Please answer from the email about installers: in the proposed simple dialog program, what would serve as the chroot directory?

TEXT BLOCK:
-- Start --

The target system is something that will freeze up using ubiquity....
however,
our target is also people that want a lightweight environment that is
fairly easy to set up, and is fully customizable. This would make using
Ubiquity ideal for some people... however,
I have an idea that we could in effect partition the harddrive for the
user based on a few options, and detecting what is already on the
machine (is it Linux, or not?).
Then make a chroot on the computer from stored packages in /var/apt/cache
and install grub2 to it.... and voila.
It could be a simple dialog program that asks a couple of questions, and
runs basically the script we already have to build the Live CD, but uses
/dev/sdX mounted at /mnt/OS as the chroot directory. it could
potentially link /dev/sdN as the /home of the new system.
Phill, does this seem reasonable? Am I missing something major in what
I understand here? This seems like what Ubiquity would be doing in essence.
On 09/14/2014 10:33 AM, Nio Wiklund wrote:
> No, I'm not joking, Phill :-D
>
> Ubiquity should not be the only installer, because it has a heavy
> foot-print, as you wrote. I certainly agree with you about that.
>
> But I think many people 'need it' to set up their system in an advanced
> way, with several partitions or with OEM.

-- End --

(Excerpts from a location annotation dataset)
-- Start --

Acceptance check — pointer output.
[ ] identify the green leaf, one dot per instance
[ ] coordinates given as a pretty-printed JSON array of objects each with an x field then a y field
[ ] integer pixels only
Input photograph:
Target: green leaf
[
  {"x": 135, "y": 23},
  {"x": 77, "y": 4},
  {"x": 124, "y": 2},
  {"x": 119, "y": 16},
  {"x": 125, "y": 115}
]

-- End --

WORKED SOLUTION:
/dev/sdX mounted at /mnt/OS.